# INSTRUCTIONS FOR THE TASK
Your task is to copy every record exactly.

============================================================

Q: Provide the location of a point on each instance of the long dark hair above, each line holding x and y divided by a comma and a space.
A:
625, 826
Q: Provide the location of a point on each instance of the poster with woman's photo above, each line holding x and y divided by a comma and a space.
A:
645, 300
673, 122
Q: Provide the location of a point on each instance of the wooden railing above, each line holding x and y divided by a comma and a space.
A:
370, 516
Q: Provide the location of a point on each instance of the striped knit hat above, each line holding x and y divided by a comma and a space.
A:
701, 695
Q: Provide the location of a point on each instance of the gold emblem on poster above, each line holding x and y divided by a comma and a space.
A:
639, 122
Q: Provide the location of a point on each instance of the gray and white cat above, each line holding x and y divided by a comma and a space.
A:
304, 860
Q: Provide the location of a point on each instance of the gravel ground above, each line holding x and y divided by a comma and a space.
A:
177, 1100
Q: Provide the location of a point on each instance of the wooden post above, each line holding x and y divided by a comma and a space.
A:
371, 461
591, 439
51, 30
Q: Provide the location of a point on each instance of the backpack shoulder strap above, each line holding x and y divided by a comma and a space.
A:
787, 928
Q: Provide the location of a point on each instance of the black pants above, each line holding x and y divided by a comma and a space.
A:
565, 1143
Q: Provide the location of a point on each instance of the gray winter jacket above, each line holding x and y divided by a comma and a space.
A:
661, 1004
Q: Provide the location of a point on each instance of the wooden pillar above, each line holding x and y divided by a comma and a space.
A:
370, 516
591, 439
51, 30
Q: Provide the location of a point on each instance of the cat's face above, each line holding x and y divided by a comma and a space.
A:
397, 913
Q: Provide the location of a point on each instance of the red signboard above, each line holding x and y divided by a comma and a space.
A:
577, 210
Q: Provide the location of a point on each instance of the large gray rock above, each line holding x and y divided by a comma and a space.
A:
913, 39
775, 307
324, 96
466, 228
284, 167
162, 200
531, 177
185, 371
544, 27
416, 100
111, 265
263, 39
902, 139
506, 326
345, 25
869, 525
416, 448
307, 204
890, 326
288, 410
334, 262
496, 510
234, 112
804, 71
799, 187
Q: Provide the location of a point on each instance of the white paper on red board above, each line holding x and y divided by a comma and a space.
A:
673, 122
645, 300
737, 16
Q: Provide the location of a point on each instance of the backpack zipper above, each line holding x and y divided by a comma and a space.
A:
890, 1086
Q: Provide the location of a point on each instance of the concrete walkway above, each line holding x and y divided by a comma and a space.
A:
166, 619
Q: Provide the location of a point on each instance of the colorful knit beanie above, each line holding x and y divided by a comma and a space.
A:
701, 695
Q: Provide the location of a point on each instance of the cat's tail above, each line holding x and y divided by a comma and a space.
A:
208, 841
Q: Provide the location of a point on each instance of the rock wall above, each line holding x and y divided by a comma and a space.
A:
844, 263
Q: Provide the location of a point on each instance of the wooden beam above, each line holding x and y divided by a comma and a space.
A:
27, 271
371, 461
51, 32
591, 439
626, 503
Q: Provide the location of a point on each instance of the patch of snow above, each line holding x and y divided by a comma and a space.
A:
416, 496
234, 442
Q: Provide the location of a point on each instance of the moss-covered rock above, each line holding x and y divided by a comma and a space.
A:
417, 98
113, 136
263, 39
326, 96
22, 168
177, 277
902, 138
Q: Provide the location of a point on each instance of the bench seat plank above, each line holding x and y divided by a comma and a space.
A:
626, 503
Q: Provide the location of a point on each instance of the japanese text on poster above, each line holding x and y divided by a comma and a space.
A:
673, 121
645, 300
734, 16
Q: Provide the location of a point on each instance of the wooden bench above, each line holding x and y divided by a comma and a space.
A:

============================================================

# WRITTEN RESPONSE
Q: Provide the location of a point on each instance of the long dark hair above, each line holding x and y divided by a comma and a space.
A:
625, 826
Q: Provide the location of a point on each instance of the poster with woman's photo above, each line holding x and y divided by a comma and a space.
A:
645, 300
673, 122
Q: Provide the location of a point on each instance of the wooden railing above, each line holding x and y divided by a comma and a space.
A:
370, 516
Q: Provide the location of a point on each instance of the striped knit hat above, each line holding x and y divided by a comma and a space.
A:
701, 695
Q: Provide the location of a point on each instance of the gold emblem on poster above, each line holding x and y divided by a comma and a space.
A:
639, 122
Q: Provide the location of a point on each instance of the gray and white cat above, each line holding x and y divided by a comma and a space.
A:
304, 860
Q: Provide the location of a point on each instance of the gravel ground above, each line holding x and y divided by a comma and a space.
A:
177, 1100
Q: Provide the location of a point on each instance of the wooden post above, each line holding x and y divided by a comma and a space.
A:
371, 461
591, 439
51, 30
Q: Provide the location of a point on each instance of the backpack shoulder strap above, each line holding x and y divided by a comma and a space.
A:
787, 928
Q: Provide the location of a point on each instance of the black pants above, each line holding x and y divided by a comma and a space.
A:
565, 1143
Q: Provide the location of a point on each instance of the gray winter jacket above, each line holding x and y divided by a comma and a space.
A:
661, 1004
Q: Provide the location of a point on each instance of the wooden pillar above, each line holding x and y divided by a comma and a space.
A:
370, 516
591, 439
51, 30
Q: Provide the location of a point on each instance of the cat's face above, each line holding x and y divided by a comma and a space.
A:
397, 913
Q: Provide the location of a point on each instance of the red signboard above, each line holding x and y divided by a comma and a space.
A:
577, 210
Q: Provide the location of a point on each instance of the large gray rock above, each line holding x and y divided by a comma and a space.
A:
913, 39
775, 307
324, 96
466, 228
284, 167
162, 200
531, 177
185, 371
544, 27
416, 100
111, 265
263, 39
902, 139
506, 326
345, 25
869, 525
416, 448
307, 204
890, 326
288, 410
334, 262
496, 510
234, 112
804, 71
799, 187
Q: Provide the location of a point on each instance of the white paper on red board above, each line holding x and y divided by a comma and a space.
A:
673, 122
645, 300
737, 16
Q: Provide the location of a point on each instance of the backpack zipper above, each line holding x and y divided by a comma and a space.
A:
890, 1086
Q: Provide the location of a point on each instance of the concrete walkway above, each line holding x and y divided by a comma and a space.
A:
166, 619
Q: Provide the location of a point on each instance of the colorful knit beanie above, each line holding x and y divided by a comma and a space.
A:
701, 695
Q: Provide the location of a point on each instance of the cat's tail above, each line holding x and y divided by a comma and a space.
A:
208, 841
Q: Provide the location of a point on each instance of the rock wall above, each line holding x and y divided by a comma and a space.
A:
844, 263
Q: Provide the location of a point on each instance of the wooden beam above, each line holding x and y divided by a comma and a space.
A:
27, 271
371, 461
51, 32
591, 439
626, 503
Q: Provide the location of a point on each instance of the patch of snow above, each line holding x and y divided by a comma and a space.
A:
416, 496
234, 442
Q: Provide the location of a point on each instance of the moss-covered rock above, each line holding x and y divided by a comma and a space.
A:
417, 98
113, 136
263, 39
326, 96
22, 168
177, 277
902, 138
Q: Provide the location of a point on each instance of the bench seat plank above, each line holding x and y divided by a comma and a space.
A:
626, 503
Q: Provide the location of a point on each instance of the japanese text on poster above, each line holding x and y divided by a comma and a space.
A:
673, 121
645, 300
734, 16
Q: Provide the location of a point on each instance of the wooden bench above, each line holding x and y divided by a comma and a space.
A:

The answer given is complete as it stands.